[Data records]
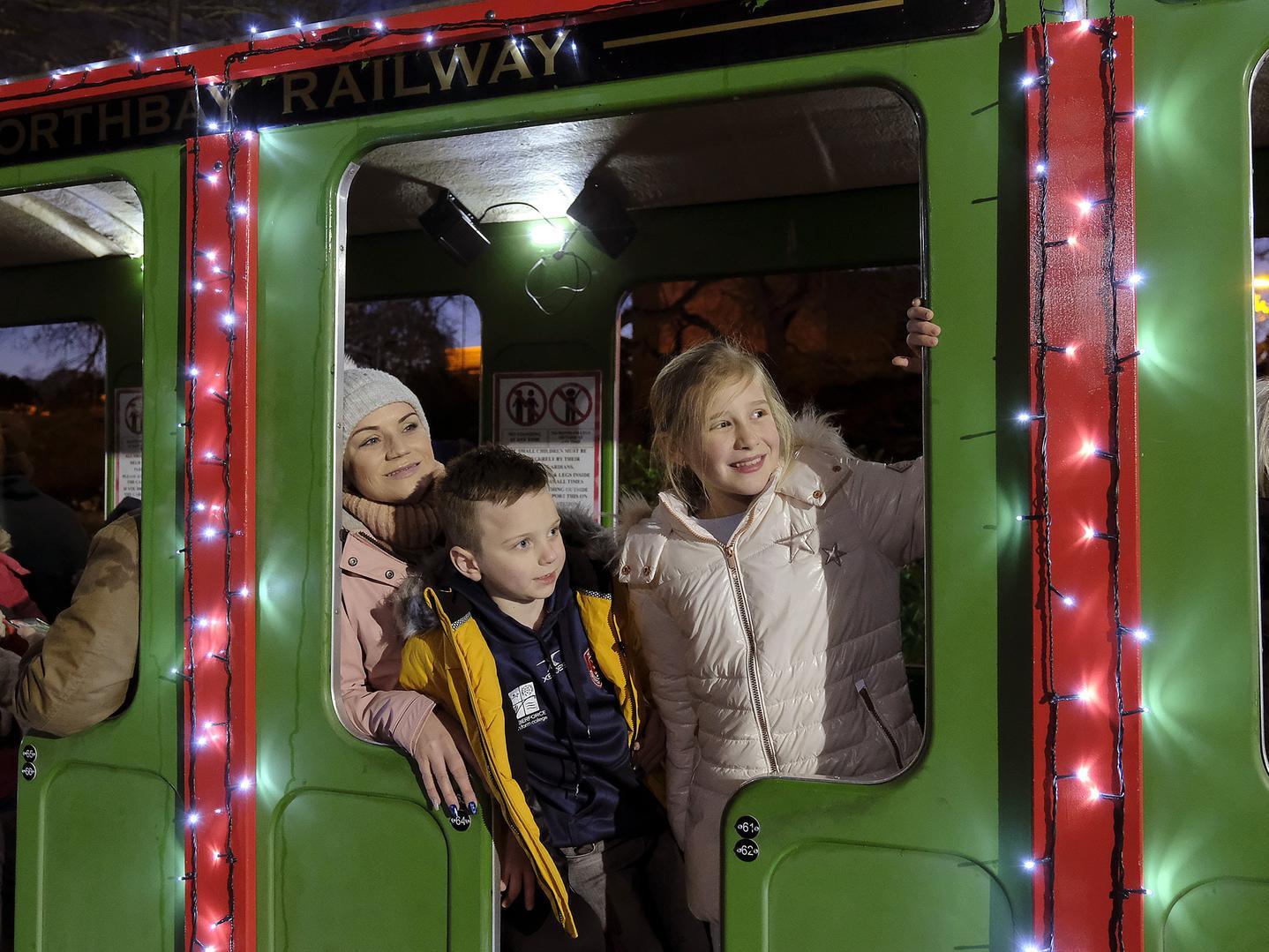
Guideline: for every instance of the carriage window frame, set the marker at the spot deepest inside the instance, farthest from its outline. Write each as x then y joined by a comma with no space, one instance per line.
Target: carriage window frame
920,259
341,326
921,700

→ Task to carry out:
Every record, word for word, should be given back without its pictures.

→ Solution for this task:
Guideline: for every instance of the carriage window frame, set the marker at the spot deepest inside the instance, farthest from its outline. Write each as x then y joined by a comma with no space, one instance per line.
Target: carriage window frame
920,259
341,326
921,700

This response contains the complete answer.